━━ EXTRACT TO READ ━━

Rights of Teachers and Students

In the 1940s and 1950s loyalty oaths for educational personnel were not unusual, although their provisions differed widely. The court has upheld loyalty oaths provided that they are not so vague that their meaning is uncertain and oath takers could be accused of perjury if they did not understand their implications. Public secondary schoolteachers do not have unlimited liberty or authority to determine course structure or content. In order to plead denial of academic freedom, teachers must first buttress their cases with some substantive claim under the First Amendment or a similar provision. In general, the courts have developed a flexible rule that balances the public’s interests against the private interests of the employee. Due to their sensitive position in the classroom, however, teachers must be held accountable for certain activities, and their rights are not absolute and can be overcome if the public necessity is great enough.

The case of Tinker v. Des Moines Independent Community School District (1969) established some guidelines by which to reconcile the constitutional rights of students and the power of school officials. The case involved three students who wore black arm bands to school in silent protest against the government’s Vietnam War policy in violation of the school’s prohibition against the wearing of arm bands. When the students were asked to remove the arm bands, they refused and were suspended. The court observed that the wearing of arm bands was “pure speech” totally divorced from actual or potentially disruptive conduct. Desire to avoid discomfort or unpleasantness accompanying an unpopular viewpoint is not sufficient reason for prohibiting expression of opinion. The court held, however, that schools may regulate the content of school-sponsored newspapers when the speech is part of the curriculum in Hazelwood School District v. Kuhlmeier (1988) or when the speech is lewd, indecent, or offensive to both students and teachers in Bethel School District No. 403 v. Fraser (1986).

In Davis v. Monroe County (1999), the court held that schools found to be “deliberately indifferent” to a student’s claims of sexual harassment can be liable for monetary damages in cases in which the behavior is so severe, pervasive, and offensive that it denies its victims equal access to education.

━━━
━━ DATASET EXCERPTS ━━

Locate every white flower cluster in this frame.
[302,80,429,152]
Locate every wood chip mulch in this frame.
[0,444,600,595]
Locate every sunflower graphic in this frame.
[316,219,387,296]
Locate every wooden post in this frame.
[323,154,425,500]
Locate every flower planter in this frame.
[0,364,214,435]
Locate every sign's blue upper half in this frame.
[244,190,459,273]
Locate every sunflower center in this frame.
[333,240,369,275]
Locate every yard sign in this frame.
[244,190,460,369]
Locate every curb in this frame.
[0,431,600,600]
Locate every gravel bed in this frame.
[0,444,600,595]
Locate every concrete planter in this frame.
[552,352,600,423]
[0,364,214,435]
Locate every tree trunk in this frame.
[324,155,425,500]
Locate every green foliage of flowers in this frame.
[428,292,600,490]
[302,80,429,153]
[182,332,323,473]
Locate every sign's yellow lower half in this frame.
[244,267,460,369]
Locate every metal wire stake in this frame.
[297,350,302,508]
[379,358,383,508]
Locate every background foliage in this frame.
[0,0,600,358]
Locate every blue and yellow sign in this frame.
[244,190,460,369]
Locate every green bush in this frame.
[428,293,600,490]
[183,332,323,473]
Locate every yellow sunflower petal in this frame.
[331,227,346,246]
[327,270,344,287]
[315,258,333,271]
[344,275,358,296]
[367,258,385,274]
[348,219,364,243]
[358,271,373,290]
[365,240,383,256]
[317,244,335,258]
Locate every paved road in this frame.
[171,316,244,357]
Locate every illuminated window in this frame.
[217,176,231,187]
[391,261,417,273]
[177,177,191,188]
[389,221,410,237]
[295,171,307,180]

━━━
━━ DATASET EXCERPTS ━━

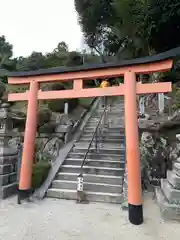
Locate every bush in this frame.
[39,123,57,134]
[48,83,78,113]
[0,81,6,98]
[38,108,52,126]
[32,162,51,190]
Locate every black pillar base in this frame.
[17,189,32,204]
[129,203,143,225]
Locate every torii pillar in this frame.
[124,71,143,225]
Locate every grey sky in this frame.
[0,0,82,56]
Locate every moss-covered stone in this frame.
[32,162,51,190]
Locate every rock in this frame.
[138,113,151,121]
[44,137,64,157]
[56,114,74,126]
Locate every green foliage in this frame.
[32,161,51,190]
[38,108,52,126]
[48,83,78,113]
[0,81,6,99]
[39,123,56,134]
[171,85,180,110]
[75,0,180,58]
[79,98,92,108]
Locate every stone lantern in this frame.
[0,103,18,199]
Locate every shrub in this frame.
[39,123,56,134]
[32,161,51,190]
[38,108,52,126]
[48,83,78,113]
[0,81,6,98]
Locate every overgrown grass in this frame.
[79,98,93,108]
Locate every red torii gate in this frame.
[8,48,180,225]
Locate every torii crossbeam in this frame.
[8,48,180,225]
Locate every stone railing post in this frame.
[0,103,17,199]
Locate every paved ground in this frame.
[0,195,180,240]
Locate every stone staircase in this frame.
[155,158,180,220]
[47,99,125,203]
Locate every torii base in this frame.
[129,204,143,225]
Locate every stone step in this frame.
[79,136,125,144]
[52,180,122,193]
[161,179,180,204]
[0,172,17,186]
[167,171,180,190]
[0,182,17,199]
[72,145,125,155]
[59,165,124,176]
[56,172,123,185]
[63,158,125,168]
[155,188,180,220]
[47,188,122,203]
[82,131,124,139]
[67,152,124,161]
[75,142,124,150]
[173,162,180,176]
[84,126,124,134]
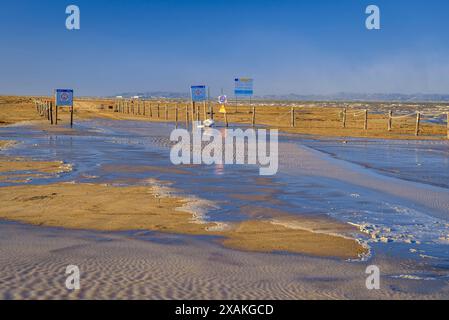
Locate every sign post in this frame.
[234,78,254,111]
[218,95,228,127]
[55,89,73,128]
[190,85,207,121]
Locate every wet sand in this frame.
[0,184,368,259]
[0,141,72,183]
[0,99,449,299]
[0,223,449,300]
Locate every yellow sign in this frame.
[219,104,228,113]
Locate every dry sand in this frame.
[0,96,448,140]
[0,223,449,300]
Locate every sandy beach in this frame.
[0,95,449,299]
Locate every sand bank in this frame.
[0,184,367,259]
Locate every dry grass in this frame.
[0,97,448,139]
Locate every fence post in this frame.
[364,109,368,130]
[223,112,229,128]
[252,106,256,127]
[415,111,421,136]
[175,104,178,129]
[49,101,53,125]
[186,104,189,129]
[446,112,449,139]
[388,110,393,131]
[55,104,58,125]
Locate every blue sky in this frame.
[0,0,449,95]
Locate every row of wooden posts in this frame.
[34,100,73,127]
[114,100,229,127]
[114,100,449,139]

━━━

PROBLEM: Name every court case that the text on the rights of teachers and students identifies by name, with the year given for each.

ANSWER BELOW:
- Tinker v. Des Moines Independent Community School District (1969)
- Hazelwood School District v. Kuhlmeier (1988)
- Bethel School District No. 403 v. Fraser (1986)
- Davis v. Monroe County (1999)